▸ **WHAT IS ASKED**: From the listing below, collect each line that contains the string "window" and copy those lines out unchanged.

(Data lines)
* * * * *

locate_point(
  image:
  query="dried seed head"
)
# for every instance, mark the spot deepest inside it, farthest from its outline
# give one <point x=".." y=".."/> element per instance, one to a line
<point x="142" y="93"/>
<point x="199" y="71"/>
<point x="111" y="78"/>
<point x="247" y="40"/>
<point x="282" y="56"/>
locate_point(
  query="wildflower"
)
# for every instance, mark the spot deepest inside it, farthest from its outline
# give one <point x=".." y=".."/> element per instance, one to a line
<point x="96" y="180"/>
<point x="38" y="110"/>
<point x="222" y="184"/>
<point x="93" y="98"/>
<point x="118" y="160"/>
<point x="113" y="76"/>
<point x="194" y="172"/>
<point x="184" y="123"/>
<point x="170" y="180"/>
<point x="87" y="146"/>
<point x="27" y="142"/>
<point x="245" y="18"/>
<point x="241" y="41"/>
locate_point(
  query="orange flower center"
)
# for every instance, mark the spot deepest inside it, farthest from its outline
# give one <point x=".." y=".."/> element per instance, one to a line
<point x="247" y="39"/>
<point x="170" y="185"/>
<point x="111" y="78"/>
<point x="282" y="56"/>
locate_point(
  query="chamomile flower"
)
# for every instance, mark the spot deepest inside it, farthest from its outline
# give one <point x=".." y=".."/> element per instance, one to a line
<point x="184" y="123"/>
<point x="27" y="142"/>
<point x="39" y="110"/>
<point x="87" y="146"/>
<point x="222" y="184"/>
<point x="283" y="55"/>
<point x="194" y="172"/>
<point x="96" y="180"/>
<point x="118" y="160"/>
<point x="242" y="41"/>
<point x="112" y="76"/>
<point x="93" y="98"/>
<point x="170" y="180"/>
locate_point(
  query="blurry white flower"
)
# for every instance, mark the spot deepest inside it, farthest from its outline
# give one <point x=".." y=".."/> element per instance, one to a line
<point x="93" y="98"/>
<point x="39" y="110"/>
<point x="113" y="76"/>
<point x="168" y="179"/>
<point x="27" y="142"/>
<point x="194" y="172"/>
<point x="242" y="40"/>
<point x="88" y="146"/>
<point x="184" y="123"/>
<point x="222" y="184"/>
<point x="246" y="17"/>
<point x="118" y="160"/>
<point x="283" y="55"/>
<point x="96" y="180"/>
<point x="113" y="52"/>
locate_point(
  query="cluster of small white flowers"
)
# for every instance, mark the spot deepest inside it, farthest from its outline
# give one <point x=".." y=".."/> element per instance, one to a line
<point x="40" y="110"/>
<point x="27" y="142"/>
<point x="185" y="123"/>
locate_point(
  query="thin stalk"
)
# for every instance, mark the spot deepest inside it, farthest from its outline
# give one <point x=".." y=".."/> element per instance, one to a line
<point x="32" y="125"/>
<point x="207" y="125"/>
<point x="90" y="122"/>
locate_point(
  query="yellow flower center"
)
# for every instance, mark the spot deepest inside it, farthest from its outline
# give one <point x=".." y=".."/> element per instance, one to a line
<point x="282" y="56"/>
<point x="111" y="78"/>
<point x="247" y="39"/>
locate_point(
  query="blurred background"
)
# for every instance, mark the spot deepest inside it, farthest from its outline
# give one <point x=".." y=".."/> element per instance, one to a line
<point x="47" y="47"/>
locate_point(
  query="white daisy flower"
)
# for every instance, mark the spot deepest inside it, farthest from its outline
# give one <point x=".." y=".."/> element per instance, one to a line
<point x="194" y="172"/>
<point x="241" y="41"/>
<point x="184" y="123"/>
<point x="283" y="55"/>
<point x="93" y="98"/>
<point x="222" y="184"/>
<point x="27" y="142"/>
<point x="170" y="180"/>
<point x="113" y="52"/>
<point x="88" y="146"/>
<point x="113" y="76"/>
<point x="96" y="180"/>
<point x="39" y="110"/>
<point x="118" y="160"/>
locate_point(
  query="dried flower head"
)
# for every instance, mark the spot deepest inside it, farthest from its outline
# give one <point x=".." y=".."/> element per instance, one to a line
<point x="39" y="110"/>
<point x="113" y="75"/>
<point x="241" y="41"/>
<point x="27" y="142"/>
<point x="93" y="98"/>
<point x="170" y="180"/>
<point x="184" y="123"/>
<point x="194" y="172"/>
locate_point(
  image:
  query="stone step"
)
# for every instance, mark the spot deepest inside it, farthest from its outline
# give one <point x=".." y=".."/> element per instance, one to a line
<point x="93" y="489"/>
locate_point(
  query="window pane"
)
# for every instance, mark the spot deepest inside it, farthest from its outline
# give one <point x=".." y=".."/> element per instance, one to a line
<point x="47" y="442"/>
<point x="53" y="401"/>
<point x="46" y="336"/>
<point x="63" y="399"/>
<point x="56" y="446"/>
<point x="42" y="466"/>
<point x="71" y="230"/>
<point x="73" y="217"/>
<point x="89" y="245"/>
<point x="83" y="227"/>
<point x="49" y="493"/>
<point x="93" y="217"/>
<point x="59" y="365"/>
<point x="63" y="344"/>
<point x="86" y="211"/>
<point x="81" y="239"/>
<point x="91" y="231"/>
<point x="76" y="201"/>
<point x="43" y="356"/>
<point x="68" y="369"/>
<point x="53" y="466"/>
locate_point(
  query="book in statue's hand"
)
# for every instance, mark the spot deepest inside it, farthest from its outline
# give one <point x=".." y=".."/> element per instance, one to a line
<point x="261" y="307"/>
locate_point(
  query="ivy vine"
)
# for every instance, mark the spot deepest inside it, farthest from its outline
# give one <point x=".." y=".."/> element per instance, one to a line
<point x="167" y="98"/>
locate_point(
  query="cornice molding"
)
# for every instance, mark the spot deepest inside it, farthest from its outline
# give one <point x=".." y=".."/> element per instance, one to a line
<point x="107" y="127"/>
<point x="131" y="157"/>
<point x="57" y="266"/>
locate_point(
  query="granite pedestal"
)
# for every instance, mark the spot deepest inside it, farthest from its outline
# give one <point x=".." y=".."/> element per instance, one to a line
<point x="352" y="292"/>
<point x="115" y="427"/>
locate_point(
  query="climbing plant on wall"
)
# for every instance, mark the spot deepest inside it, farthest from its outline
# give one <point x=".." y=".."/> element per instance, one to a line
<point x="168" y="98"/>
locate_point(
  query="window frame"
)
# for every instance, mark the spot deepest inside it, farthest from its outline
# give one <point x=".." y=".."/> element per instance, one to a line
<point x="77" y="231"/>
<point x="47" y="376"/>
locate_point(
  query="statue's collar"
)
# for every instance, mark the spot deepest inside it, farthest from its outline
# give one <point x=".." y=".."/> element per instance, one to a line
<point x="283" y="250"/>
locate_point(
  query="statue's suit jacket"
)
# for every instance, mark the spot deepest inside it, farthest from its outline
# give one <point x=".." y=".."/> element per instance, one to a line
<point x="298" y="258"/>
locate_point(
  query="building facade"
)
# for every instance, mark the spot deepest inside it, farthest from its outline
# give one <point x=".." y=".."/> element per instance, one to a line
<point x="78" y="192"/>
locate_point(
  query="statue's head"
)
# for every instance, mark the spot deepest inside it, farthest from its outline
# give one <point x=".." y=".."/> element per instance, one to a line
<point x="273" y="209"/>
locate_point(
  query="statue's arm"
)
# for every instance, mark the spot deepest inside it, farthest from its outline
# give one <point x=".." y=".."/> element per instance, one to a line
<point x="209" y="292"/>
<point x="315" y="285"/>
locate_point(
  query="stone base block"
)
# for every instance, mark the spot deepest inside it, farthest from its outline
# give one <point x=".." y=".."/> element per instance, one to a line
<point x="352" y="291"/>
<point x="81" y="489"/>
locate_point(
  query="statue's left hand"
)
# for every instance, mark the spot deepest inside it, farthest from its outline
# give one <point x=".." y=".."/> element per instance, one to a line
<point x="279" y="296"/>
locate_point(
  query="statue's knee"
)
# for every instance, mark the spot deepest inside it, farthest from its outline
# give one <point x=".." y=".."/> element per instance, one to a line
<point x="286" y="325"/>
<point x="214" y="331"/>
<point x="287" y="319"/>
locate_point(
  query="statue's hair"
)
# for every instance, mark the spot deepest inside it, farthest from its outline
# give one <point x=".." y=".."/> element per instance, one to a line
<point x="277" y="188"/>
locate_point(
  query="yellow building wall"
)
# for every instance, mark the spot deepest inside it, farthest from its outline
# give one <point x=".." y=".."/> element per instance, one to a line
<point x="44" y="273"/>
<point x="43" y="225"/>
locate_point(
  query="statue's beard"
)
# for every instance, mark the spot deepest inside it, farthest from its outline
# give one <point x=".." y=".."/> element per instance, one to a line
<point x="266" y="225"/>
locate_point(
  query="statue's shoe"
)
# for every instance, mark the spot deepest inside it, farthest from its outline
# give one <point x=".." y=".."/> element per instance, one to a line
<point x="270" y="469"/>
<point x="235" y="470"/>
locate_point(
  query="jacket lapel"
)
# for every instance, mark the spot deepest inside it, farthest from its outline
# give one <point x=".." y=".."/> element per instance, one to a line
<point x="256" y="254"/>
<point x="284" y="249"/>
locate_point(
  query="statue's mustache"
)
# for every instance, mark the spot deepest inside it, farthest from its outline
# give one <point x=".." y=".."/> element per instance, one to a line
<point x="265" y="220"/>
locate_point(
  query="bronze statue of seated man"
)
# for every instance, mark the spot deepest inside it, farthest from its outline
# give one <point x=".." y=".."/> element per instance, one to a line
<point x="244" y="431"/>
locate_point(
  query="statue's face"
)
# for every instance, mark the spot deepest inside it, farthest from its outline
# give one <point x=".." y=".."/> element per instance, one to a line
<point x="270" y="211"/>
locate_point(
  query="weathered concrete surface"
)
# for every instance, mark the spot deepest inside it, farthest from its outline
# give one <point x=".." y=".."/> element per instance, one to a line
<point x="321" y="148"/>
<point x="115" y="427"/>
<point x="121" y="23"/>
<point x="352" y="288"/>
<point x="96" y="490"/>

* * * * *

▸ **COMPLETED EXERCISE**:
  query="window pane"
  query="window frame"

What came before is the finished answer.